How the health visitor can help when problems between parents add to postnatal stress
Article first published online: 7 NOV 2003
Journal of Advanced Nursing
Volume 44, Issue 4, pages 400–411, November 2003
How to Cite
Simons, J., Reynolds, J., Mannion, J. and Morison, L. (2003), How the health visitor can help when problems between parents add to postnatal stress. Journal of Advanced Nursing, 44: 400–411. doi: 10.1046/j.0309-2402.2003.02819.x
- Issue published online: 7 NOV 2003
- Article first published online: 7 NOV 2003
- Submitted for publication 13 December 2002 Accepted for publication 15 August 2003
- health visitor;
- primary care;
- relationship breakdown;
- postnatal depression
Background. Caring for a baby can provoke or intensify discord between parents, with adverse effects on their own well-being and their parenting.
Aim. The aim of this study was to appraise evidence obtained from 450 mothers on the quality of the parents’ relationship during the postnatal period and the value of support provided by health visitors in cases of discord.
Design. The health visitors were based at nine clinics in an outer London borough, and had been trained on a four-day course (the Brief Encounters course) to screen mothers for relationship problems at the 6–8-week check and to offer support (supportive listening, practical advice, referral) if problems were revealed. Data on relationship quality were obtained by a self-report screening scale completed at the 6–8-week check and again at the 12-week visit for immunizations, when the scale was included in a self-report questionnaire on help received from the health visitor. Intervention records kept by the health visitor showed what form any support had taken. Some 6 weeks later, 25 of the 82 mothers offered support, and their health visitors, were interviewed about their experience of the intervention.
Results. One in five mothers were identified as having a relationship problem at the 6–8-week check. Most were offered support. One in five of the 351 mothers who completed a questionnaire at the 12-week visit reported receiving support in improving their relationship. The follow-up interviews showed that most mothers valued this support. Responses to a questionnaire completed by health visitors showed that most were enthusiastic about its benefits.
Conclusions. A four-day training course for health visitors enabled them to screen for relationship problems during the postnatal period and to provide support when required in a way that was valued by mothers. Most health visitors were enthusiastic about the value of the intervention in improving their contribution to family welfare.

YOUR OBJECTIVE
According to the study abstract, at which visit did mothers fill in the self-report screening scale a second time?

DATA FOR ANALYSIS
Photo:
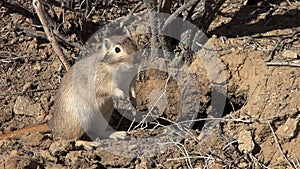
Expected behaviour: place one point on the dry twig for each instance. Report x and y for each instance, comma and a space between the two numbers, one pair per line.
272, 53
282, 64
16, 8
279, 147
37, 5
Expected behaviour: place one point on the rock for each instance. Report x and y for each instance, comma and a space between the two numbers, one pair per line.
23, 106
290, 54
288, 129
14, 160
61, 147
245, 141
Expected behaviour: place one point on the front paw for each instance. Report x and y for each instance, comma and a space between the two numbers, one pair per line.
120, 94
119, 135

EXERCISE RESULT
At the 12-week visit for immunizations.